-- Start of Extract provided --

The Cell Phone Freedom Act (formally An Act respecting the locking of cellular telephones) was a private member's bill proposed twice to the Parliament of Canada which would have required mobile phone providers remove the SIM lock from devices once a customer reaches the end of their contract.

It was first introduced on June 17, 2010 in the House of Commons of Canada as Bill C-560 by Bruce Hyer, then the New Democratic Party Small Business Critic and Member of Parliament for Thunder Bay—Superior North. Bill C-560 was expired due to the government's defeat in March 2011. Hyer reintroduced the Cell Phone Freedom Act under the new session of parliament on November 3, 2011, as Bill C-343.

Provisions 

The Cell Phone Freedom Act, if passed, would have mandated that: 
 consumers buying new cell phones in Canada must be informed of the existence of any SIM lock (also known as a network lock) on their phone before sale;
 wireless phone companies must unlock handsets upon request, without fee, when a consumer purchases a new phone outright (unsubsidized) without a contract;
 wireless phone companies must unlock handsets upon request, without fee, when a consumer comes to the end of their contract, or at any time thereafter.

-- End of Extract provided --
-- Start of Data excerpts --

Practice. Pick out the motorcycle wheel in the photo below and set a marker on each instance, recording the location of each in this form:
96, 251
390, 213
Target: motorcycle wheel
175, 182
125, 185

-- End of Data excerpts --

Reproduce the passage on the Cell Phone Freedom Act word for word, from "It was first" up to and including "as Bill C-343.".

It was first introduced on June 17, 2010 in the House of Commons of Canada as Bill C-560 by Bruce Hyer, then the New Democratic Party Small Business Critic and Member of Parliament for Thunder Bay—Superior North. Bill C-560 was expired due to the government's defeat in March 2011. Hyer reintroduced the Cell Phone Freedom Act under the new session of parliament on November 3, 2011, as Bill C-343.